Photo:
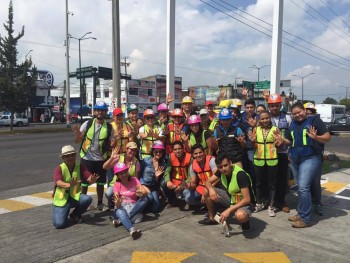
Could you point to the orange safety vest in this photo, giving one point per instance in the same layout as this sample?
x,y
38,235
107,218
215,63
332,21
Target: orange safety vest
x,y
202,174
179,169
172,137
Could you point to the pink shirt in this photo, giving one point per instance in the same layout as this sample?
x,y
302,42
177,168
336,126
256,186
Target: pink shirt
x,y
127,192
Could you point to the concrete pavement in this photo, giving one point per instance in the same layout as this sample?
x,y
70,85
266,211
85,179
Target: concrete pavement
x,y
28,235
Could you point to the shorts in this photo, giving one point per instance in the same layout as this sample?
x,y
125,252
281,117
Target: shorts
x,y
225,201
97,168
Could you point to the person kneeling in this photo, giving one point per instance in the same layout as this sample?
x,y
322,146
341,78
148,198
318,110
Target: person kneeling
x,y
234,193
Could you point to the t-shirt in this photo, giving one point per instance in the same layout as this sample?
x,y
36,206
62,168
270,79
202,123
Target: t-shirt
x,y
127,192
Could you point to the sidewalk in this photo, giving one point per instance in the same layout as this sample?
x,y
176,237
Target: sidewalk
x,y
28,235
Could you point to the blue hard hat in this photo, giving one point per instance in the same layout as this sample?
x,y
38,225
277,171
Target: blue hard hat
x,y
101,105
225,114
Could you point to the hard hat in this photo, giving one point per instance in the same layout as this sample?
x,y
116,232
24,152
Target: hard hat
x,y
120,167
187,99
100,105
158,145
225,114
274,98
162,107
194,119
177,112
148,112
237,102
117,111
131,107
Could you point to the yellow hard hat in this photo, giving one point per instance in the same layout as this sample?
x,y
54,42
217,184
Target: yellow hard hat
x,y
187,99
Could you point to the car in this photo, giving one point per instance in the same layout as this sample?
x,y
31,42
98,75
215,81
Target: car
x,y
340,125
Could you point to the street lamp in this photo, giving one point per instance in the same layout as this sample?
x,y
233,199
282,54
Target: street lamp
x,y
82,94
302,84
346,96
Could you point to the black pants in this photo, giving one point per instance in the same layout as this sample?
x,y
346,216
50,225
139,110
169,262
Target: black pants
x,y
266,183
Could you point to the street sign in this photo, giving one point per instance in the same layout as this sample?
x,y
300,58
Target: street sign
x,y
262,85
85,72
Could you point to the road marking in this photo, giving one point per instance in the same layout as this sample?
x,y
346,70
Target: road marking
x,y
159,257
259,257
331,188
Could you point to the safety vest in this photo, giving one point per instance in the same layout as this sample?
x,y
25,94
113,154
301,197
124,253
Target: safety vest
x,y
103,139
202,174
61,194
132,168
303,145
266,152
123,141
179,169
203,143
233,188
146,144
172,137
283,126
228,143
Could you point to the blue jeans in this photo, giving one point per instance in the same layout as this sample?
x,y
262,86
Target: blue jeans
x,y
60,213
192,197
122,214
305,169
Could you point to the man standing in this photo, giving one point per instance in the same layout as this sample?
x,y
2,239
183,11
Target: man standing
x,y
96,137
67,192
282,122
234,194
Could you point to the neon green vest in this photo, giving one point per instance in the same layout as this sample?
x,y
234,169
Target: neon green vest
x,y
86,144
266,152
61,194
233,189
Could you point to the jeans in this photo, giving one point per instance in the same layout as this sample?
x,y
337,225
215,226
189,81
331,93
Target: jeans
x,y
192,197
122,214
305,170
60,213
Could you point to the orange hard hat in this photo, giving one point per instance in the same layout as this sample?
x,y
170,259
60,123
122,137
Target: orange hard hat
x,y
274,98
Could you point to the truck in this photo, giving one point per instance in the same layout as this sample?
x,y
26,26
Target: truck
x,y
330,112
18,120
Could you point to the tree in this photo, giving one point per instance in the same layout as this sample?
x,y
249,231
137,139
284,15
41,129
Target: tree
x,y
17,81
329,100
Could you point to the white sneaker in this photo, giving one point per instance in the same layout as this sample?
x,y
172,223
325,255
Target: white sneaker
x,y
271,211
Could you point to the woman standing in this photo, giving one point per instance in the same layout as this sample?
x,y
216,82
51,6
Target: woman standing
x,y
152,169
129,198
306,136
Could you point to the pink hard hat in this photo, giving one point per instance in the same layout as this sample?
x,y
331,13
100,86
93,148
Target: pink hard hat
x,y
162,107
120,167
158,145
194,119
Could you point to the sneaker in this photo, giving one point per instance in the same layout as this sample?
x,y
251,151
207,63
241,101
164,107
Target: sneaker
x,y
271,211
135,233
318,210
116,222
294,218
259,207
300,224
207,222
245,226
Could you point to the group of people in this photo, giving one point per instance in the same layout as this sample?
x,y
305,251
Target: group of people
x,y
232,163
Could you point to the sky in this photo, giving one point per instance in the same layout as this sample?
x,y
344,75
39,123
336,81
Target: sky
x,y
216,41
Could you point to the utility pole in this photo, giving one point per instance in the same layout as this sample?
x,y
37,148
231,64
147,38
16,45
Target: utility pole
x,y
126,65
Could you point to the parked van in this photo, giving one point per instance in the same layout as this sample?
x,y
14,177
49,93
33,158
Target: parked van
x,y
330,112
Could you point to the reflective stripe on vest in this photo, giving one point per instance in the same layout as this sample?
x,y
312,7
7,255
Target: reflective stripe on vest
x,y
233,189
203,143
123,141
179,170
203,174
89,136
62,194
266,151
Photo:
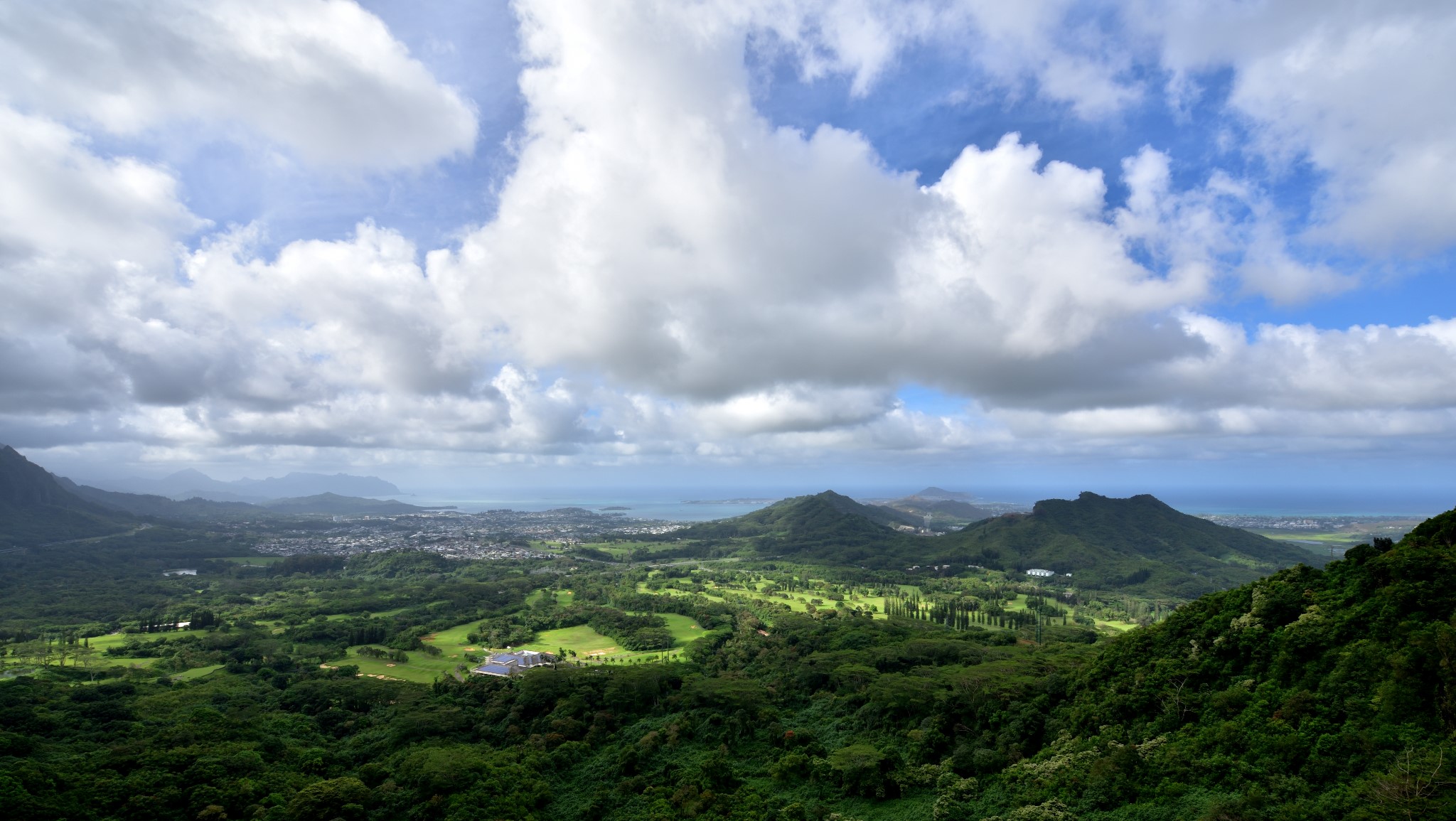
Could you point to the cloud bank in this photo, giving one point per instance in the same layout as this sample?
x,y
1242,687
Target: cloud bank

*EXERCISE DETAILS:*
All of the entries above should be copied exactly, except for the pictures.

*THE SOLUTION:*
Photo:
Could you point to the orange safety vest in this photo, giving one point per instance in the same layout as this sample?
x,y
38,235
107,218
215,63
332,21
Target: orange safety vest
x,y
202,174
179,169
172,137
Could you point to the pink shirt in this photo, giving one point per instance in the same layout as this sample?
x,y
302,42
177,168
336,126
256,186
Target: pink shirt
x,y
127,192
Could you point to the concrete pavement in this photo, giving one point per instance in the same layout as this sample?
x,y
70,85
266,211
85,179
Target: concrete pavement
x,y
28,235
Could you point to the shorts in this photo, giving one point per instance in the same layout as this sample?
x,y
125,252
281,117
Target: shorts
x,y
225,201
97,168
Could you point to the person kneeling in this photo, giving one point per instance in the same layout as this sample?
x,y
322,146
341,78
148,198
318,110
Target: person kneeling
x,y
234,193
Could you point to the t-shirt in this photo, giving one point per instance in the same layout as this sample?
x,y
36,206
62,168
270,79
202,123
Target: t-shirt
x,y
127,192
Could you point to the sidewalk in this photo, giving one point per instance in the same layout as this sample?
x,y
176,237
Target: sidewalk
x,y
28,235
Could you point to the blue hard hat in this photo, giving one point per instance in the same layout as this sample?
x,y
38,225
277,171
Target: blue hard hat
x,y
101,105
225,114
Could you point to the hard hat in this photo, giving one point per instance in the same layout as this sample?
x,y
116,232
24,152
Target: hard hat
x,y
120,167
187,99
100,105
158,145
225,114
274,98
162,107
194,119
177,112
148,112
237,102
117,111
131,107
Could you point to the yellow hard hat in this photo, giving one point per instance in the same layout as this sample?
x,y
54,42
217,184
Target: yellow hard hat
x,y
187,99
Could you point to the car in this photo, giving one point per instance in the same layout as this sample?
x,y
31,42
98,75
215,81
Target: car
x,y
340,125
Could you point to the street lamp in this photo, giving one point per instance in the same layout as this sample?
x,y
233,199
282,54
Target: street lamp
x,y
82,94
302,84
346,96
Could you point to the black pants in this photo, giving one point per instance in the same layout as this sample?
x,y
346,216
50,225
139,110
169,262
Target: black pants
x,y
266,183
Could you point to the street sign in this photo, giving one point per instance in the same layout as this sample?
x,y
300,58
Target: street sign
x,y
262,85
85,72
Could you point to the road marking in this photo, giving one point per instance in the same layout as this sample?
x,y
346,70
Target: road marking
x,y
159,257
259,257
331,188
Could you point to the safety vest in this photo, giving one point per instance in the same layout as this sample?
x,y
25,94
113,154
301,197
124,253
Target: safety vest
x,y
103,139
202,174
61,194
132,168
303,145
266,152
123,141
179,169
203,143
233,188
146,144
172,137
283,126
228,143
Could you point to the blue jeans in this photo, giving one point per instance in the same layout as this sample?
x,y
262,86
Target: blue jeans
x,y
60,213
192,197
122,214
305,169
Could you point to the man standing in this photo, giving one point per instance in the same layout as this sample?
x,y
2,239
183,11
Target: man standing
x,y
96,137
67,192
282,122
234,194
Could you point to the neon green vest in this photo, giving one point per instance in the same layout as this sample?
x,y
234,169
Target: neon green vest
x,y
86,144
266,152
61,194
233,189
Could you point to the jeans in this photo, giving one point per instance in the same layout as this sample?
x,y
337,225
215,226
189,81
331,93
Target: jeans
x,y
192,197
122,214
305,170
60,213
Could you point to the orange hard hat in this photo, giving one point per instance in the same layout as this sample?
x,y
170,259
60,123
122,137
Target: orange hard hat
x,y
274,98
Could you point to the truck in this photo, giving one point per instance in the same layout as this sample?
x,y
26,26
Target: truck
x,y
330,112
18,120
Could you point to the tree in this photo, giving one point per instance in the same layout as this sample?
x,y
249,231
137,139
284,15
41,129
Target: tree
x,y
17,81
329,100
Could you point to the white sneaker in this photo, giving one point per instance in the same layout as this sample?
x,y
172,223
325,255
Target: white sneaker
x,y
271,211
Could you point to the woman standing in this photo, giving one point per instance in the same layout as this sample?
x,y
216,82
51,6
Target: woman standing
x,y
152,169
129,198
306,136
Could you point to the pink hard hat in this photo, giving one point per instance in the same layout as this sample?
x,y
331,13
100,86
93,148
Target: pink hard hat
x,y
162,107
120,167
158,145
194,119
Could you point to the sneaker in this photo, giving one point per instance in the same layout as this sample?
x,y
251,151
207,63
241,101
164,107
Target: sneaker
x,y
271,211
135,233
318,210
116,222
294,218
259,207
300,224
207,222
245,226
Could you point to the group of people in this photo, giving one point per instance in the same layout as this sample?
x,y
305,251
Target: group of people
x,y
232,163
Could you point to the sky in this photo, giving one point per instance in the same layout as this sample?
x,y
344,75
39,123
336,81
Target: sky
x,y
216,41
Could you point to the utility pole in this photo, giving one point per instance in the same layout as this sample?
x,y
37,148
231,64
147,38
16,45
Target: utility pole
x,y
126,65
Could you point to the parked van in this photo, giving one point per instance in the same layout as this sample?
x,y
14,177
49,93
33,158
Target: parked van
x,y
330,112
Could you point to the reflective stripe on vest in this photo, giving one point per instance in the same layout as this sample?
x,y
312,7
7,255
Target: reflective stripe on vest
x,y
233,189
203,143
123,141
179,170
203,174
89,136
62,194
266,151
Photo:
Could you point to the cloud bank in this photo, giving one point per instance in the same layout as this sample?
x,y
1242,687
Target: cloud bank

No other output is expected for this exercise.